Supplied records:
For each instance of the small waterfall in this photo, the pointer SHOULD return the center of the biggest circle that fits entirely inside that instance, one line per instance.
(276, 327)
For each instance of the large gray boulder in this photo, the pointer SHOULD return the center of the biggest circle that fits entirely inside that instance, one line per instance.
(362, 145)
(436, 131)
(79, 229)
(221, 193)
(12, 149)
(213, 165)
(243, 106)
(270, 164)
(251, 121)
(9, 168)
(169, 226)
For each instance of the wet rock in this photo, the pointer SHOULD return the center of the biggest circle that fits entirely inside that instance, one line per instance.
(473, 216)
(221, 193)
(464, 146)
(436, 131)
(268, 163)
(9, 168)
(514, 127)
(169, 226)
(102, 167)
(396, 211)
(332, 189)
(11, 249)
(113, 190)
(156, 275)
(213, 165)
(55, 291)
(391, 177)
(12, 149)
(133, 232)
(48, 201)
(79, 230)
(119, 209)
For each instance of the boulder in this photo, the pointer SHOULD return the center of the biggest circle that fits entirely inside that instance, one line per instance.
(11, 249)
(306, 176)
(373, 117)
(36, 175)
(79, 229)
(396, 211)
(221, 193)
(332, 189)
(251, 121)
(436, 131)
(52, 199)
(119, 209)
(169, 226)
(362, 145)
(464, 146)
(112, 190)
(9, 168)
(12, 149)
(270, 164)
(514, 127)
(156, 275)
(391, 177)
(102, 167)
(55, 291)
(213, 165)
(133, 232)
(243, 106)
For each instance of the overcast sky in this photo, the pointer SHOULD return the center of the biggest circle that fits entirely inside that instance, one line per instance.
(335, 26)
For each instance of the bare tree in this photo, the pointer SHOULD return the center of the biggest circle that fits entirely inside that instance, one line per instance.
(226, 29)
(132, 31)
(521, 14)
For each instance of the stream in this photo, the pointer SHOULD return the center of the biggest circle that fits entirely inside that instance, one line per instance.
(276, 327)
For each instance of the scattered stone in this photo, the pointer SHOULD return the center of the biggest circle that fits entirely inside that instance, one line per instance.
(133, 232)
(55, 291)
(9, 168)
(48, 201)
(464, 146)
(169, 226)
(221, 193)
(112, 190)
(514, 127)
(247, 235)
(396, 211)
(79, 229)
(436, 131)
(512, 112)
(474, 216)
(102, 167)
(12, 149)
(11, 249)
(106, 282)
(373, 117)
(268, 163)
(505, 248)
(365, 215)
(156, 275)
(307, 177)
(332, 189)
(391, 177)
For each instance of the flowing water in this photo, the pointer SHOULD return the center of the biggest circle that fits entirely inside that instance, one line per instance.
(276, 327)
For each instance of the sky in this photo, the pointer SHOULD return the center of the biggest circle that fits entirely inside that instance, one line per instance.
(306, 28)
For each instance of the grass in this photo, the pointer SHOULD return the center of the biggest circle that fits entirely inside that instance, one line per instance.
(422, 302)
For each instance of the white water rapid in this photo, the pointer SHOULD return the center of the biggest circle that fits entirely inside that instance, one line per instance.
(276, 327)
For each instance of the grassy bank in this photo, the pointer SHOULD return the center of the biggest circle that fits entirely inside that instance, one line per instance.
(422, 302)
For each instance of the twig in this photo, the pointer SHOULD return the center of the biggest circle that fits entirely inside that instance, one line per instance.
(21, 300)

Task prompt: Output the full listing without altering anything.

Final result:
For each instance of the small waterfall in this photo, the pointer SHOULD return the center of the biggest circle that fits entirely inside that instance, one line per instance.
(276, 327)
For each instance of the large gray boulder in this photo, the pointer SHOULD return the center of the biggest circle that fits entirely inside that instance, one line per instance.
(362, 145)
(436, 131)
(79, 229)
(221, 193)
(12, 149)
(213, 165)
(243, 106)
(270, 164)
(251, 121)
(9, 168)
(169, 226)
For each instance of the wet rock in this photo, the pointer SHOULD return the center of the biggest circle that fits entirely inside that instance, one line per instance.
(473, 216)
(221, 193)
(464, 146)
(436, 131)
(268, 163)
(9, 168)
(514, 127)
(169, 226)
(102, 167)
(396, 211)
(332, 189)
(11, 249)
(113, 190)
(156, 275)
(213, 165)
(55, 291)
(391, 177)
(12, 149)
(133, 232)
(48, 201)
(79, 230)
(119, 209)
For each instance of the boulder in this photo, the pointer SHOULD return the center of the biggest circle that fits entirely inside that instance, one line per instance.
(11, 249)
(306, 176)
(373, 117)
(36, 175)
(79, 229)
(396, 211)
(221, 193)
(332, 189)
(251, 121)
(436, 131)
(52, 199)
(119, 209)
(169, 226)
(362, 145)
(464, 146)
(112, 190)
(9, 168)
(12, 149)
(270, 164)
(514, 127)
(156, 275)
(391, 177)
(102, 167)
(55, 291)
(213, 165)
(133, 232)
(243, 106)
For each instance of the overcast sky in this photo, the pointer SHOULD return the center of the biggest circle that fits entirely inside that instance, one line per instance.
(335, 26)
For each instance of the bare tree in this photo, the pointer SHOULD return the center of the biggest circle that fits entirely inside that instance, one line per instance.
(226, 29)
(132, 31)
(521, 14)
For each instance of the stream in this photo, the pointer SHOULD return the center of the biggest circle that fits entirely inside that instance, one line per instance.
(276, 327)
For each instance of the scattered stone in this photo, the pointer SHOULD return the center of the biggest circle that fits entirely inside that instance, one line per instance.
(133, 232)
(55, 291)
(9, 168)
(48, 201)
(464, 146)
(169, 226)
(221, 193)
(112, 190)
(514, 127)
(247, 235)
(396, 211)
(79, 229)
(436, 131)
(512, 112)
(474, 216)
(102, 167)
(12, 149)
(11, 249)
(106, 282)
(373, 117)
(268, 163)
(505, 248)
(365, 215)
(156, 275)
(307, 177)
(332, 189)
(391, 177)
For each instance of the flowing water in this photo, the pointer SHOULD return the center of the biggest circle that fits entirely inside that instance, one line per instance.
(276, 327)
For each instance of the sky in this photo, the pointer SHOULD return the center of the biggest circle that fits entirely inside that instance, one line per instance.
(306, 28)
For each instance of the grass in this photo, the pointer SHOULD return the center of the biggest circle that fits entirely inside that instance, one line per instance.
(422, 302)
For each instance of the white water rapid in this photo, the pointer SHOULD return the center of the biggest circle that fits entirely inside that instance, one line per instance.
(276, 327)
For each instance of the grassy bank in this photo, the pointer SHOULD return the center of the biggest circle that fits entirely inside that instance, one line per instance.
(422, 302)
For each instance of the twig in this photo, the pointer SHOULD return the center of the biggest circle that fits entirely inside that instance, one line per instance.
(21, 300)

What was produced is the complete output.